Ask HN: How to ask for a raise? - throwAwayFr
I have been working as a junior software engineer in France for the past year for a consulting company. I have been integrated with 2 different clients for 6 months each.<p>I feel like I&#x27;m actually leading the projects I&#x27;m on and adding value.<p>However, since I depend on VISA sponsorship I have accepted a salary of 32K€ (before tax).<p>I have been working for a year and have ZERO savings, I can&#x27;t afford vacation and I feel like I&#x27;m being exploited.<p>Should I ask for a raise? If yes, how?<p>PS: I work in the south of France[0] where most IT workers are depending on VISAs so companies are very aware of the situation.<p>[0]: https:&#x2F;&#x2F;en.wikipedia.org&#x2F;wiki&#x2F;Sophia_Antipolis
======
mittermayr
A 10% raise brings you to 35k, that very likely may be your roof for this
year. A 5% raise only takes it up to to 33.5k, which doesn't really make that
much of a difference unless you actually put away EUR 100 a month, which
leaves you with 1.2k in the bank next year. Many people instantly spend the
money once they have a bit more room to breathe, so that may not help much.

Regardless, I would definitely ask for a raise. To argue in percentages is
something managers tend to do in your salary segment (where 10% sounds like a
lot to some). That may come in handy later, though, when you've done this for
a few years, where the same percentage will get you more substantial
increases.

> _Dataset extract_:
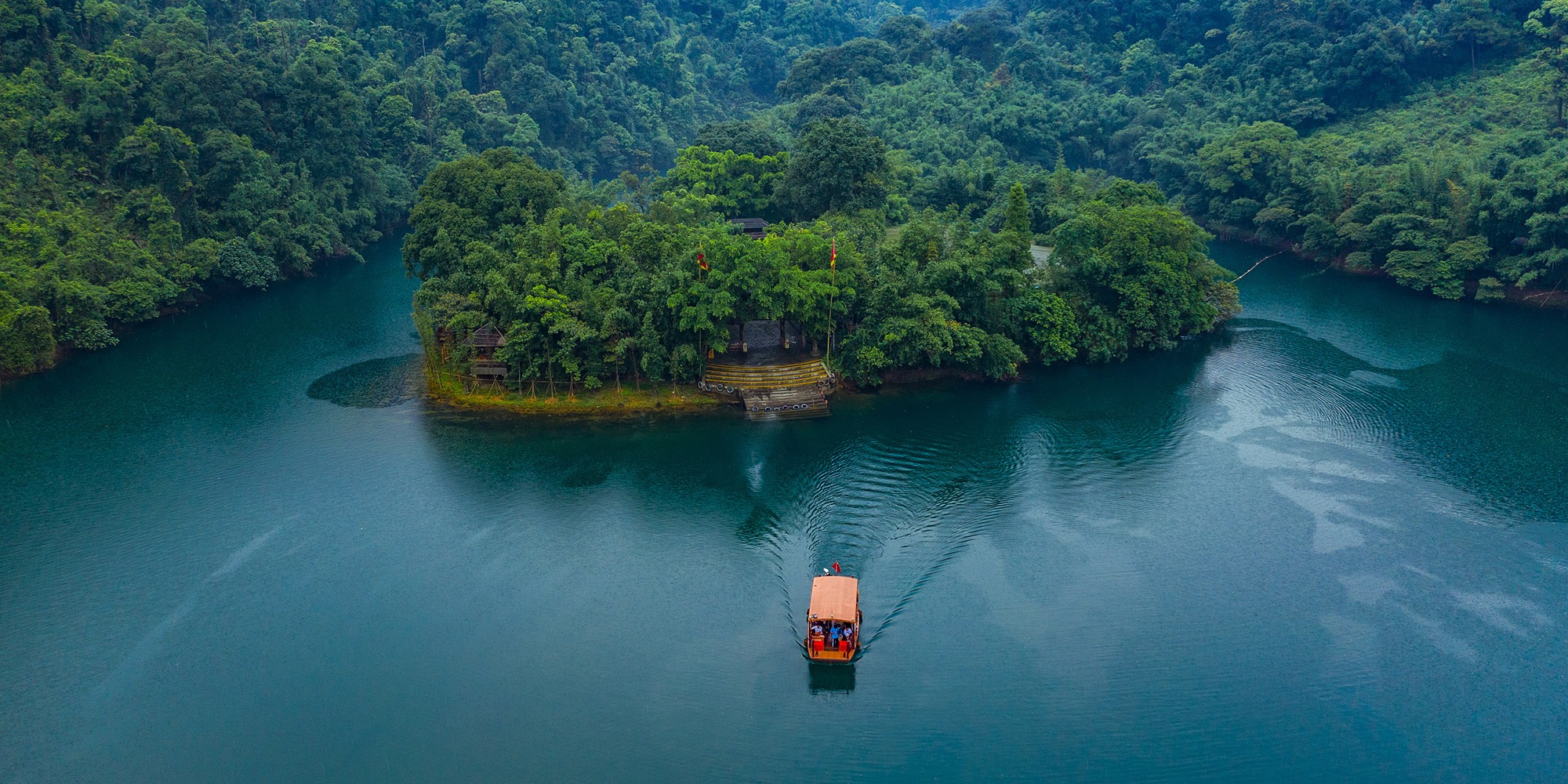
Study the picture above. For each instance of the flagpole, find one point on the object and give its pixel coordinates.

> _Required work_:
In the thread on asking for a raise, what yearly salary did the poster accept, and is it before or after tax?

> _Solution to this exercise_:
32K€, before tax.